• _TASK TO CARRY OUT_
Extend the article on Seam's album The Pace Is Glacial, starting right after its last sentence.

• _TEXT SHOWN_
Studio album by Seam
- Released: September 29, 1998
- Recorded: December 1997 – January 1998
- Studio: Electrical Audio (Chicago, Illinois)
- Genre: Indie rock; slowcore; post-hardcore; emocore;
- Length: 48:30
- Label: Touch and Go
- Producer: Brian Paulson

Seam chronology
| Are You Driving Me Crazy? (1995) | The Pace Is Glacial (1998) |  |

= The Pace Is Glacial =

The Pace Is Glacial is the fourth and final studio album by American indie rock band Seam. It was released in 1998 on Touch and Go Records.

Professional ratings
Review scores
| Source | Rating |
| AllMusic |  |
| Pitchfork Media | 6.6/10 |

==Critical reception==
The Chicago Tribune wrote that Seam "distills its no-frills guitar rock into a tight collection of creeper melodies and haunting ruminations on who-knows-what that are nonetheless emotionally resonant." The Sunday Times thought that "while tiny fragments of noise circle the peripheries of 'Little Chang' and 'The Prizefighters', there's always a moment when the weirdness coalesces into an irresistible rock riff."

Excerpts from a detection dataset
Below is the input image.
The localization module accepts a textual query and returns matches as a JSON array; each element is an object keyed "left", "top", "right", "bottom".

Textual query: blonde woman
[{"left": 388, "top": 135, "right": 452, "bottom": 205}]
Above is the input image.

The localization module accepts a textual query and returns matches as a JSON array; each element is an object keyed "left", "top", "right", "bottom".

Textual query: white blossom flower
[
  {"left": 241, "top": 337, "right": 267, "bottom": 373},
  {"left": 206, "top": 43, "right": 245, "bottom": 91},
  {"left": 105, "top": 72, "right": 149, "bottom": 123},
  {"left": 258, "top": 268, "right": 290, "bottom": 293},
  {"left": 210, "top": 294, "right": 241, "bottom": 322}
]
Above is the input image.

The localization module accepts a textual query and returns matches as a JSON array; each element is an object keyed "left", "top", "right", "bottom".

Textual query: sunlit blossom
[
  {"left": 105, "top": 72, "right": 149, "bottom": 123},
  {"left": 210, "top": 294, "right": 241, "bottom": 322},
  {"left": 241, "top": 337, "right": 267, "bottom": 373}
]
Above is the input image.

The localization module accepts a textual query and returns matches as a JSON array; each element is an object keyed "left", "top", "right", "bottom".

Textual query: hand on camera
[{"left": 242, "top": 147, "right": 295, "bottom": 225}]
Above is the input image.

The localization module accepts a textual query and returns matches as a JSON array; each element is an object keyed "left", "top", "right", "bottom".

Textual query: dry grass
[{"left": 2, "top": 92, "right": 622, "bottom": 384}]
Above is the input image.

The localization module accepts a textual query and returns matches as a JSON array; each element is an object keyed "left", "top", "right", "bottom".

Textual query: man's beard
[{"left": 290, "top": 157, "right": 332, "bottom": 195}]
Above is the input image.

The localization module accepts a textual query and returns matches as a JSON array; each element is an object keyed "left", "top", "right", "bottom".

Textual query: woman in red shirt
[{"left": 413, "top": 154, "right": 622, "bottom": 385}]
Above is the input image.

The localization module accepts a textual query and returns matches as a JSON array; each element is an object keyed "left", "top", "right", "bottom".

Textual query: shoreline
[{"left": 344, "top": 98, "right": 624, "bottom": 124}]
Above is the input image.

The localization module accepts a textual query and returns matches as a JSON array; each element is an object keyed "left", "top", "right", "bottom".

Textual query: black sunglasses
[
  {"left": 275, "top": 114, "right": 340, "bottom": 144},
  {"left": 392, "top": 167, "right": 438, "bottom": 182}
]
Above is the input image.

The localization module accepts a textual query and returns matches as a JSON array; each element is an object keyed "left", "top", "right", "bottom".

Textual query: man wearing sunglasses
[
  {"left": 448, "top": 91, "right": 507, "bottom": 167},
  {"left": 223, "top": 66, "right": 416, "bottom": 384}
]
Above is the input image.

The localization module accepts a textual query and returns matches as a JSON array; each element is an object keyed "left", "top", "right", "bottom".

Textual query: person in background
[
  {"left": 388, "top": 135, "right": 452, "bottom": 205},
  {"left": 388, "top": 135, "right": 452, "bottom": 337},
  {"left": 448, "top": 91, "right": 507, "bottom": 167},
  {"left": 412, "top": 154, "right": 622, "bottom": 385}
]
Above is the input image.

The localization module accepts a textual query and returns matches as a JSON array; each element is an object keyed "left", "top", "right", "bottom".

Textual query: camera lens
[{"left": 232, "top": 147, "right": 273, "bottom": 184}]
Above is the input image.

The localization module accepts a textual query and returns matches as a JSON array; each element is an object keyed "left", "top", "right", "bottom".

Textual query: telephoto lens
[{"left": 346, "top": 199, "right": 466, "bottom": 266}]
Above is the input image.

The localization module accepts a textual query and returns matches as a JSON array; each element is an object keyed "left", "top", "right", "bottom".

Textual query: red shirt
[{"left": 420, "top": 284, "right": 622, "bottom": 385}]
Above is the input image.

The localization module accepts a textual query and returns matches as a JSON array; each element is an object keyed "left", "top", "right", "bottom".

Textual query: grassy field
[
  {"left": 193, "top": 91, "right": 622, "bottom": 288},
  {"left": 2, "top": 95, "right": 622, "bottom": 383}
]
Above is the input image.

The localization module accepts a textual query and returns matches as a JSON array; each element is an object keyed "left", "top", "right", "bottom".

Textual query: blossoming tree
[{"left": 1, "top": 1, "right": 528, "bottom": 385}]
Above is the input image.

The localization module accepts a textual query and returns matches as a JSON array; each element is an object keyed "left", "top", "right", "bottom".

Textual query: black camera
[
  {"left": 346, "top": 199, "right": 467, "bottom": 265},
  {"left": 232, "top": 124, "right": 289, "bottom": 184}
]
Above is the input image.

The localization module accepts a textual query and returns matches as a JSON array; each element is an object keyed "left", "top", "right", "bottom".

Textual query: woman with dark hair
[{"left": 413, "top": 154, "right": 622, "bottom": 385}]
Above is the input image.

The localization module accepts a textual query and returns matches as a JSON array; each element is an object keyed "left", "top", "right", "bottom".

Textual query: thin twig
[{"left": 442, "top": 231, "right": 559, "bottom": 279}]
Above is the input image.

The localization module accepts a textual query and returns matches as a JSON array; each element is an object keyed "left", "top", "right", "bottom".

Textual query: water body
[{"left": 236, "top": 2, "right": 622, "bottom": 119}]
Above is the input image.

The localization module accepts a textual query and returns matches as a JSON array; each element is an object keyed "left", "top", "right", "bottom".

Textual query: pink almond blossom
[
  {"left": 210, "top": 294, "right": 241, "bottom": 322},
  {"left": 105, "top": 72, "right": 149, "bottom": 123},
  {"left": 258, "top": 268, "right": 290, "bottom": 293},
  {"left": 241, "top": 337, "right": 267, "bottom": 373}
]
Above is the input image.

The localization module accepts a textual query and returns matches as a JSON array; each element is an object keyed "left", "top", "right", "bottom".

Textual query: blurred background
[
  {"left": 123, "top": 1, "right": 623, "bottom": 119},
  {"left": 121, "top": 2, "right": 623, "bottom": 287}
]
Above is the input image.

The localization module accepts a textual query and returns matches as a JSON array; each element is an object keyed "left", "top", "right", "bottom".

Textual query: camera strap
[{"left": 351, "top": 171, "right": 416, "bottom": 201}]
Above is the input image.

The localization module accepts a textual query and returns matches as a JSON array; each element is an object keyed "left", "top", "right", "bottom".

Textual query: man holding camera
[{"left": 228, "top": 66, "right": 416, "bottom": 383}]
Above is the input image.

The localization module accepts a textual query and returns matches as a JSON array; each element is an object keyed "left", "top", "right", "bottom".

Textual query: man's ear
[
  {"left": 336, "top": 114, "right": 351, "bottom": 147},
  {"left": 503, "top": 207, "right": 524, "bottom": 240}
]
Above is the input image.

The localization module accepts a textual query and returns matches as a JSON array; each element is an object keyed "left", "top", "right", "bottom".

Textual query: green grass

• _RESULT OF THIS EXERCISE_
==Track listing==

| No. | Title | Length |
|---|---|---|
| 1. | "Little Chang, Big City" | 4:54 |
| 2. | "Get Higher" | 3:03 |
| 3. | "Wig" | 1:31 |
| 4. | "Intifada Driving School" | 3:15 |
| 5. | "Kanawha" | 4:20 |
| 6. | "Nisei Fight Song" | 7:23 |
| 7. | "The Prizefighters" | 2:59 |
| 8. | "In the Sun" | 3:23 |
| 9. | "Inching Towards Juárez" | 6:28 |
| 10. | "Pale Marble Movie" | 5:26 |
| 11. | "Aloha Spirit" | 5:48 |

== Personnel ==
- Seam
- Chris Manfrin – drums
- Sooyoung Park – vocals, guitar
- Reg Shrader – guitar
- William Shin – bass guitar
- Production and additional personnel
- Rob Bochnik – engineering on "Aloha Spirit"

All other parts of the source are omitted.